The $189 billion of foreign direct investment from 2020 to 2023 was the lowest since the four years to 2010 and 30 percent down from the peak four years of 2016 to 2019. (This includes only direct investment by foreign companies and excludes portfolio investment by pension funds and other institutions.) While the latest period includes the pandemic, investment flows last year were little more than they were in the heart of the 2008–09 global financial crisis.
There are many possible reasons for the decline besides the screening regime, starting with Australia’s 30 percent corporate tax rate, compared with an OECD average of 23.6 percent.
The annual World Investment Review from the United Nations Commission on Trade and Development (UNCTAD) shows Australia is not alone in managing the tension between encouraging investment for economic reasons while trying to protect sectors of national importance, including security-related concerns.
Australia has screened foreign investment since 1975 and for decades was almost the only country to do so. UNCTAD records that in 1995, only three countries screened foreign investment. By 2011, 10 countries had adopted foreign investment screening while the latest UNCTAD report shows 37 nations now vet foreign investment proposals for national security risks, with eight more in the process of introducing screening. The OECD says the Australian regime is still one of the world’s most restrictive, second only to New Zealand.
The rising sensitivity to potential threats from foreign investment is the product of an increasingly difficult geopolitical environment and emerging doubts, particularly in the developed world, about benefits flowing from globalisation. UNCTAD’s latest report comments that ‘global economic fracturing trends, trade and geopolitical tensions, industrial policies affecting strategic and manufacturing sectors, and moves by corporates to diversify supply chains are reshaping international production and FDI patterns’.
UNCTAD data shows that apart from the 2020 pandemic year, the US$1.3 trillion in global foreign direct investment last year was the lowest since 2010, while there has been no underlying growth in global investment flows since the years preceding the global financial crisis. UNCTAD reports that foreign direct investment last year would have shown a 10 percent fall but for corporate restructuring forced by the new global minimum tax regime.

SUPPLIED INFORMATION:

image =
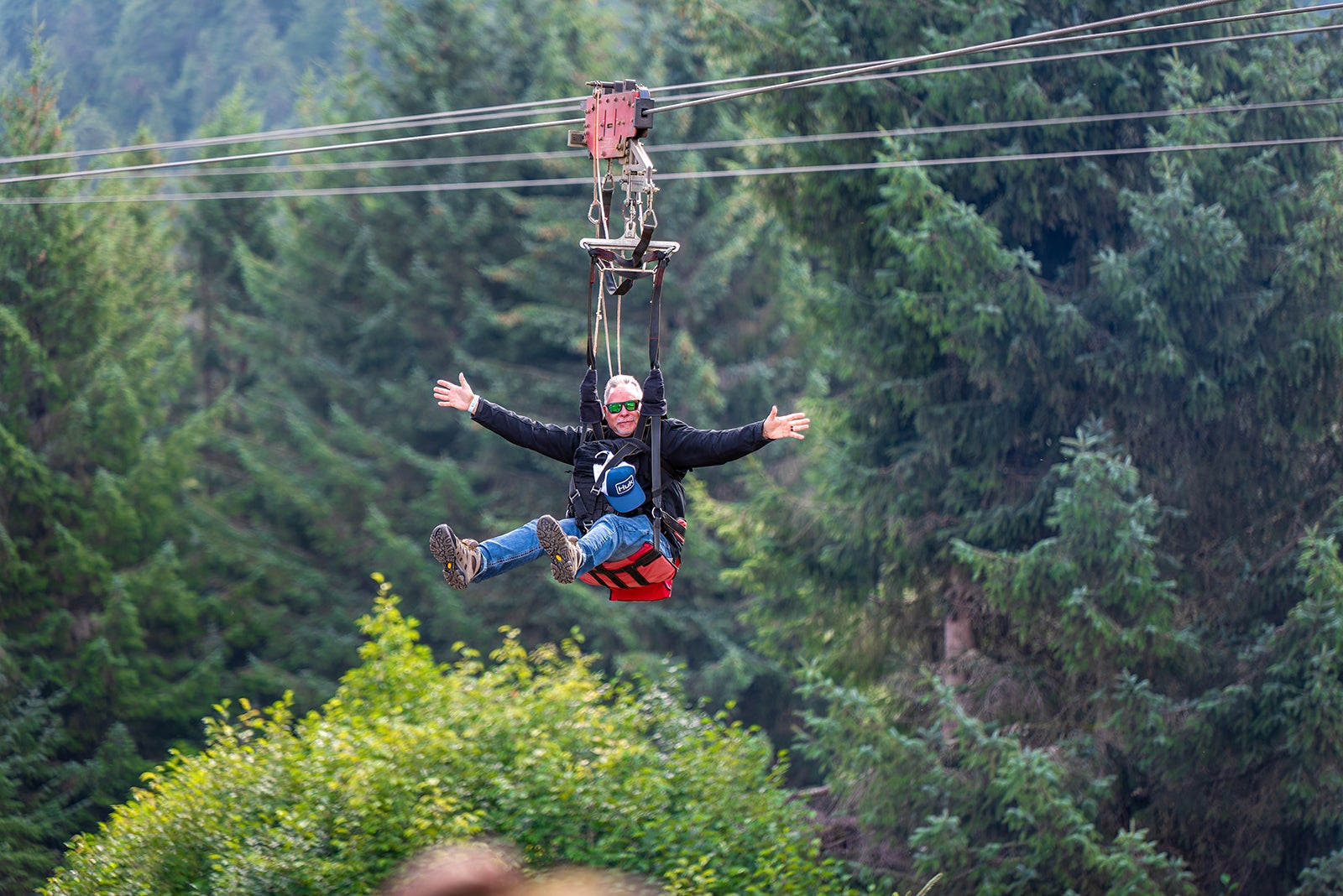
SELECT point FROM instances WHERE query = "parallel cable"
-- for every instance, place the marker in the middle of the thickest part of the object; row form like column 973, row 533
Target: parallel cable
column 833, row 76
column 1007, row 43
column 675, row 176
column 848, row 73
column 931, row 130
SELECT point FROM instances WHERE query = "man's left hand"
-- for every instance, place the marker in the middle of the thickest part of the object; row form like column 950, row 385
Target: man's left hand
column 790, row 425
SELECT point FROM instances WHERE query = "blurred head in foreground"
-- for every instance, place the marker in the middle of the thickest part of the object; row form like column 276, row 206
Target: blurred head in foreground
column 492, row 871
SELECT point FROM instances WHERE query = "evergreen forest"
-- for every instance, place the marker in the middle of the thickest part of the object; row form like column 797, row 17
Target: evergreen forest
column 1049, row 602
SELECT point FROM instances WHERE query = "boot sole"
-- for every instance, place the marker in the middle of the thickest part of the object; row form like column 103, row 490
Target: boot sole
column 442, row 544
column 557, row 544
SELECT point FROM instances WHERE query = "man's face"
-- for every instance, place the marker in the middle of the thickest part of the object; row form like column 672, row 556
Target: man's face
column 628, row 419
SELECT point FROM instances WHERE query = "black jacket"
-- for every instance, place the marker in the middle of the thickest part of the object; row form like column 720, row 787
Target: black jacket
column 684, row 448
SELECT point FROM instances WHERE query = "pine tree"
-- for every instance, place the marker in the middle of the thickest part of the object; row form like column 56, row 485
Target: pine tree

EXERCISE SET:
• A. Decide whether each statement below agrees with the passage on foreign investment, answering yes or no and quoting the words from the passage that settle it: (i) Australia's corporate tax rate is above the OECD average; (ii) the OECD rates Australia's screening regime as the most restrictive in the world; (iii) in 1995, ten countries screened foreign investment.
• B. According to the passage on foreign investment, since what year has Australia screened foreign investment?
• C. Write the next part of the passage on foreign investment, picking up after its final sentence.

ANSWER LIST:
• A.
(i) Yes: "Australia’s 30 percent corporate tax rate, compared with an OECD average of 23.6 percent."
(ii) No: "The OECD says the Australian regime is still one of the world’s most restrictive, second only to New Zealand."
(iii) No: "UNCTAD records that in 1995, only three countries screened foreign investment."

• B. Since 1975.

• C.
It is possible that this tax restructuring contributed to the sharp fall in foreign direct investment in Australia last year, which dropped from $91 billion to $45 billion. Swiss, Canadian and Dutch companies pulled large sums out of Australia last year while the three biggest investors—companies from the United States, Britain and Japan—all continued to increase Australian holdings.
US firms poured a record $35.8 billion into Australia last year, reversing the losses that occurred following the Trump administration’s tax changes designed to encourage firms to repatriate investment. US firms withdrew a net $22.3 billion in 2020 and 2021.
Investment from China remains weak. In 2022, Chinese firms withdrew a net $3.3 billion from Australia while their new investment last year was only $873 million, according to the ABS. China’s accumulated investment in Australia stands at $88 billion, which ranks it 10th, behind the Netherlands and Canada but ahead of New Zealand. US investment in Australia by contrast is approaching $1.2 trillion, while Britain has 10 times as much investment in Australia than China has, at $879 billion.
Australia has always claimed a much larger share of global investment flows than its economic size would suggest. In 2022, Australia was ranked seventh, just behind France and Brazil, attracting foreign direct investment flows equivalent to 4.6 percent of the global total. Inflows last year dropped Australia’s ranking to 12th and its global investment share to 2.7 percent.